The span to repeat in the listing below runs from the line containing "Target: front bumper" to the line containing "written like (445,32).", inclusive. Repeat it exactly, and only it.
DATASET ENTRIES section start
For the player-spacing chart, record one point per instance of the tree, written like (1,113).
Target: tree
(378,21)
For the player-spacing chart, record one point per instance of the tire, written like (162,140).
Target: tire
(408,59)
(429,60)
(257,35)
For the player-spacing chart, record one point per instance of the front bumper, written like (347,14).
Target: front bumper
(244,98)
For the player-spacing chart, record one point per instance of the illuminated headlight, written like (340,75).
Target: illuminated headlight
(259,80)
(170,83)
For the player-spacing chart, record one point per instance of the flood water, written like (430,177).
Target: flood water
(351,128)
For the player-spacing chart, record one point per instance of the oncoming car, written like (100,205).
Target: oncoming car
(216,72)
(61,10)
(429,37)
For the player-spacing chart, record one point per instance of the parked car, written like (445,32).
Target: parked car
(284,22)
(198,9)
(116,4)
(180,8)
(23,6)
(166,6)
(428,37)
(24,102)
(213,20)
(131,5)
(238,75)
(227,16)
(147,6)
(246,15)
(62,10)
DATASET ENTRIES section end
DATASET ENTRIES section start
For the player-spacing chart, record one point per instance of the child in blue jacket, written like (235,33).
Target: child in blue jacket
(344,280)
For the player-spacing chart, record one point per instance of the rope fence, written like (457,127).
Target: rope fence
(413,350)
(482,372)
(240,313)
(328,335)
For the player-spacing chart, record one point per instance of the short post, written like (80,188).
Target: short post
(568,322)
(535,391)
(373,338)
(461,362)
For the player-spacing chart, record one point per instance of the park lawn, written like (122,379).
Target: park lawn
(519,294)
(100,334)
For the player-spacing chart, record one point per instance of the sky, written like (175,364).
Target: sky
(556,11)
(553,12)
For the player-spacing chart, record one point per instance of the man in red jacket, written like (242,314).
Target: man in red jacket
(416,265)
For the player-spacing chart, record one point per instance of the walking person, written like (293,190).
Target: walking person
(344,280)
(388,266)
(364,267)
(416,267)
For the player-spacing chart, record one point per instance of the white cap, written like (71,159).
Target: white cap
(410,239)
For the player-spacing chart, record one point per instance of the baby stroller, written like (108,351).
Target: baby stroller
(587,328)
DATASET ENTRIES section end
* **SOLUTION FOR THIS EXERCISE**:
Target: front bumper
(244,98)
For the player-spacing chart, record one point per instance of the illuminated headlight, written like (340,75).
Target: illuminated headlight
(259,80)
(170,83)
For the player-spacing chart, record one point per instance of the flood water, written like (430,177).
Target: flood water
(351,128)
For the player-spacing chart, record one point per instance of the oncoming car, written like (100,205).
Target: oncoming car
(216,72)
(61,10)
(429,37)
For the player-spacing chart, record one point per instance of the parked car, written like (445,32).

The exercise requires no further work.